_EXERCISE BRIEF_
The answer is to be an exact copy of the lines below running from the line with "sea water with a single marker." down to the line with "hillside with a single marker.", both ends included, and nothing more.

_THE DATA_
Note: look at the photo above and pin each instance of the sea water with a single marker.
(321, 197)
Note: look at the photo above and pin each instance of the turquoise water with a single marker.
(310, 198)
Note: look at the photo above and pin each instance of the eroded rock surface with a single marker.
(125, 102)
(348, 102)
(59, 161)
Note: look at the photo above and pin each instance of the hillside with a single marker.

* * *

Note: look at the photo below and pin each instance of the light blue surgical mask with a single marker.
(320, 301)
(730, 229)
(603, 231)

---

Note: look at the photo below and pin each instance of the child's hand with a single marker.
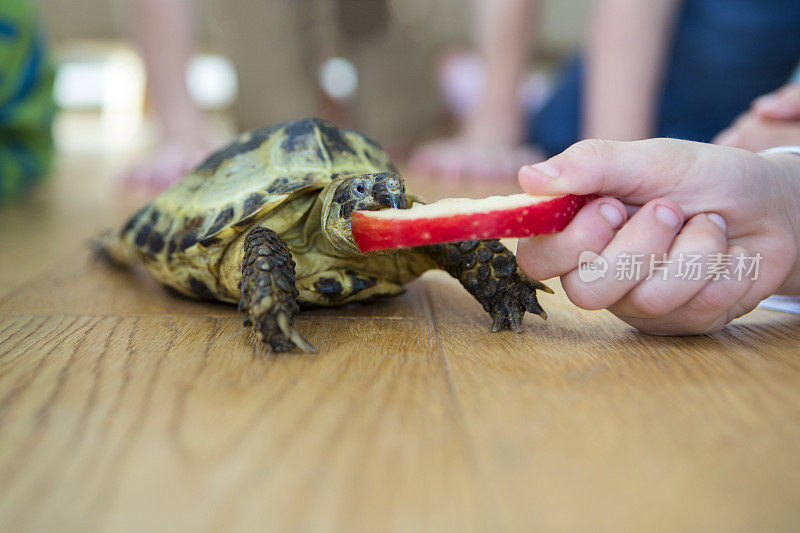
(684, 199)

_ANSWER SPACE_
Note: look at the photo above and pin each instance of the sea water with a single marker.
(321, 197)
Note: look at the photo above and pin each instance of the turquoise water with a single marker.
(310, 198)
Note: look at the photo above and pin each instance of the eroded rock surface with a single marker.
(125, 102)
(348, 102)
(59, 161)
Note: look at the photo above and pin each instance of the hillside with a single marker.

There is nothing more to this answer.